Your instructions
In the entries below, find each line bearing the string "green" and copy it.

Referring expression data
== Segment start ==

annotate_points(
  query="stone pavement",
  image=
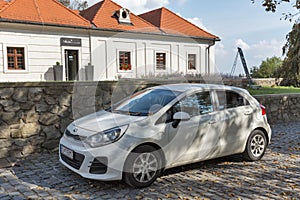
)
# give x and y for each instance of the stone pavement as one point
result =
(276, 176)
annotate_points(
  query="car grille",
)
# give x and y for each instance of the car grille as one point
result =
(76, 162)
(99, 166)
(75, 137)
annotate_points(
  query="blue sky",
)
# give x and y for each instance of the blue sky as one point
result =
(236, 22)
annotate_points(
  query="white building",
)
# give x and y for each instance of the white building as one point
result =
(111, 38)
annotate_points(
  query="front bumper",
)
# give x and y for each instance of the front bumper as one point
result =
(103, 163)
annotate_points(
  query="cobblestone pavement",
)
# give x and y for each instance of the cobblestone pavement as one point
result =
(276, 176)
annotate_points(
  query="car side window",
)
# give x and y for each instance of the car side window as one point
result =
(230, 99)
(195, 104)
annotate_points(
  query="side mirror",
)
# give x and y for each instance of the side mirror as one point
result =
(180, 116)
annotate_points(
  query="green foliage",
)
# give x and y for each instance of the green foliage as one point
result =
(274, 90)
(271, 6)
(267, 69)
(290, 69)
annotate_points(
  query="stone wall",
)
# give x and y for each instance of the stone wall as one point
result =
(33, 116)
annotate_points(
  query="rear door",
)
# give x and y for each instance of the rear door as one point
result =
(197, 138)
(236, 116)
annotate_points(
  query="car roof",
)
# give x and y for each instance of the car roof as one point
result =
(183, 87)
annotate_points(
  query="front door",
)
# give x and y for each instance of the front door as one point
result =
(197, 138)
(71, 63)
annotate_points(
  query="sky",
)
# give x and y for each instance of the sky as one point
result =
(238, 23)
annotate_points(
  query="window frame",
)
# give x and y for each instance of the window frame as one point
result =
(119, 60)
(165, 61)
(170, 111)
(246, 101)
(25, 59)
(188, 61)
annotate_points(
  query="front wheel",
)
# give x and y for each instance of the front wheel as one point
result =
(256, 146)
(142, 167)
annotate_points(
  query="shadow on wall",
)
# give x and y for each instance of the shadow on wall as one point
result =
(49, 75)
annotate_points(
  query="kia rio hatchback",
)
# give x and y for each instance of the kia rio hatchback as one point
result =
(163, 127)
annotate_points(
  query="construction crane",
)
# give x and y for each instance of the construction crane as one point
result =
(240, 52)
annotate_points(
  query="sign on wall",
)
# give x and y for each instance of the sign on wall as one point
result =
(75, 42)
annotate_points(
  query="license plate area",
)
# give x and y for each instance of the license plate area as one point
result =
(67, 152)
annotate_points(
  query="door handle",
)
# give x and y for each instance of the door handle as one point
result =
(212, 121)
(248, 112)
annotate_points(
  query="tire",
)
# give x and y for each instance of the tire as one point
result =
(142, 167)
(256, 146)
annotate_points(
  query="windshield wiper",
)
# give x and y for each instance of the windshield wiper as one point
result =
(131, 113)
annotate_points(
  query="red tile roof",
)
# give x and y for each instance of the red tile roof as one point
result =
(101, 15)
(41, 11)
(171, 23)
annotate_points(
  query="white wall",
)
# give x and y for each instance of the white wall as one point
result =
(42, 51)
(105, 57)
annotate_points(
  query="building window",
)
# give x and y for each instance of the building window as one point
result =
(124, 60)
(191, 61)
(15, 58)
(161, 61)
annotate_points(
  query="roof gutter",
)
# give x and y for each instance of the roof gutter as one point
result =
(43, 24)
(208, 55)
(108, 30)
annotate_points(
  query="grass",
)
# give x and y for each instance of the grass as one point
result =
(274, 90)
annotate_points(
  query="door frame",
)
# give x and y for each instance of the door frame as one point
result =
(63, 49)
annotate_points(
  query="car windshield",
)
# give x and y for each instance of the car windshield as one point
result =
(146, 102)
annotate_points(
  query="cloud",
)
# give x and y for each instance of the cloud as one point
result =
(220, 49)
(240, 43)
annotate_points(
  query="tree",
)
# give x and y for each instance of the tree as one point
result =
(271, 6)
(290, 69)
(267, 69)
(75, 4)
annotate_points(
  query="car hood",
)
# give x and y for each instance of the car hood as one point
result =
(103, 120)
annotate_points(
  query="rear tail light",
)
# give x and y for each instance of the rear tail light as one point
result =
(263, 110)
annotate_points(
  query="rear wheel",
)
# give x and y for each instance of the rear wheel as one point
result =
(142, 167)
(256, 146)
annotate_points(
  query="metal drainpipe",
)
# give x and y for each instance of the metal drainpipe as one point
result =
(208, 55)
(90, 45)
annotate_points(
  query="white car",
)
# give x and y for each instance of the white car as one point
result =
(163, 127)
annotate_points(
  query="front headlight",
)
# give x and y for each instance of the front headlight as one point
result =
(106, 137)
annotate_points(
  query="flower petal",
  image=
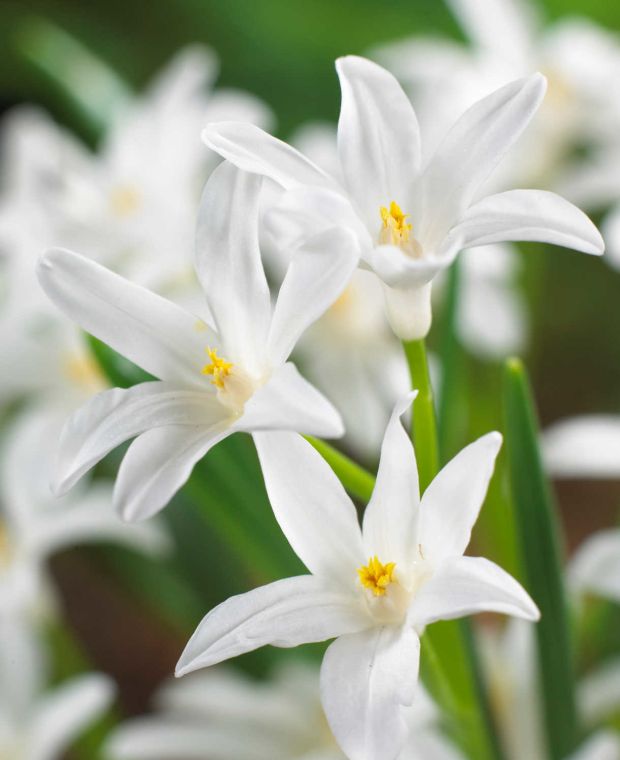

== Segment end ==

Reply
  query="green foliage",
# give x and y for each instance of the green foliage as one point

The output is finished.